Texte cité:
--

Être quelqu’un d’angoissé ou de très émotif, ce peut être un véritable fardeau à porter tous les jours, dans un monde où l’hypersensibilité est encore vue comme une faiblesse. Ce fut un long voyage en moi-même pour accepter mes noeuds émotionnels et apprendre à rassurer mes angoisses plutôt que de les refouler. Je m’accepte beaucoup mieux telle que je suis aujourd’hui, même s’il reste encore du travail. Par intérêt thérapeutique d’abord, et pour (qui sait?) aider d’autres personnes qui seraient aux prises avec ce type de problèmes, parlons émotions!
Mon syndrome de l’imposteur, il s’exprime surtout en amour et au travail. Lorsque j’ai compris que l’homme qui est aujourd’hui mon mari s’intéressait à moi, ma première réaction a été de me demander comment un homme pareil pouvait s’intéresser à une femme comme moi. Cela complique la construction de la confiance, car à ce sentiment s’ajoute une peur de l’abandon. Cela complique aussi le fait de se livrer à l’autre et d’exprimer un désaccord par exemple, on a peur de perdre l’amour de l’autre s’il nous voit tel qu’on est, puisqu’on se pense indigne de susciter un tel sentiment. Enfin, cela rend difficile le fait d’agir naturellement, car on pense de l’autre qu’il aime une certaine image de nous-même, et pas notre vrai Moi. Cette image, on se sent obligé de l’entretenir plutôt que d’être nous-mêmes, pour ne pas briser ce sentiment amoureux.

--

Données fournies:
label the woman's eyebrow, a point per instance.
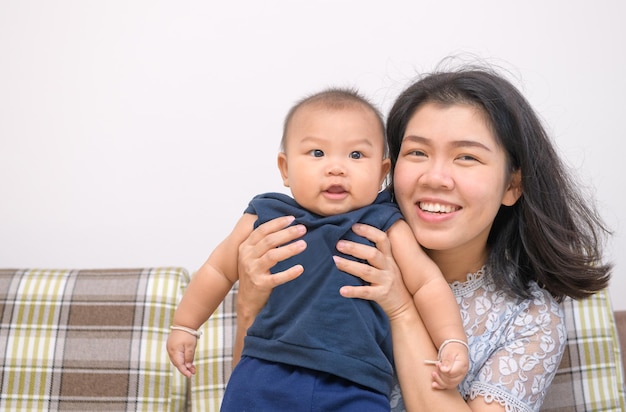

--

Consigne A: Dans le texte sur l’hypersensibilité, recopie le passage allant de « Mon syndrome de » à « ce sentiment amoureux. » en substituant « conjoint » à « mari ».
Consigne B: Poursuis le texte sur l’hypersensibilité à partir de sa dernière phrase.
Les données forment un ensemble à part, distinct du texte cité.

Réponse finale A:
Mon syndrome de l’imposteur, il s’exprime surtout en amour et au travail. Lorsque j’ai compris que l’homme qui est aujourd’hui mon conjoint s’intéressait à moi, ma première réaction a été de me demander comment un homme pareil pouvait s’intéresser à une femme comme moi. Cela complique la construction de la confiance, car à ce sentiment s’ajoute une peur de l’abandon. Cela complique aussi le fait de se livrer à l’autre et d’exprimer un désaccord par exemple, on a peur de perdre l’amour de l’autre s’il nous voit tel qu’on est, puisqu’on se pense indigne de susciter un tel sentiment. Enfin, cela rend difficile le fait d’agir naturellement, car on pense de l’autre qu’il aime une certaine image de nous-même, et pas notre vrai Moi. Cette image, on se sent obligé de l’entretenir plutôt que d’être nous-mêmes, pour ne pas briser ce sentiment amoureux.

Réponse finale B:
Ensuite, j’occupe un poste qui me demande de savoir énormément de choses, et de me reposer sur l’équipe pour pouvoir gérer des tâches que je n’ai jamais fait, ou que je ne sais pas faire. J’ai très souvent peur de l’erreur, pour qu’on se rende compte que je suis inapte à exercer ma fonction. Ensuite, j’ai souvent peur de demander de l’aide par peur de passer pour une idiote, ou de reconnaître une erreur par peur encore une fois qu’on me prenne pour une imposteure.
Je ne suis pas plus idiote, ni plus aimable, ni plus inapte qu’une autre. La perfection n’existe pas, mais le manque de confiance et d’amour envers soi-même nous fait bien souvent nous dénigrer plus bas que terre alors que nous ne le méritons pas. La perfection n’existe pas, mais il faut savoir aussi reconnaître sa valeur. Et s’aimer soi.
Alors d’où ça vient, tout ça?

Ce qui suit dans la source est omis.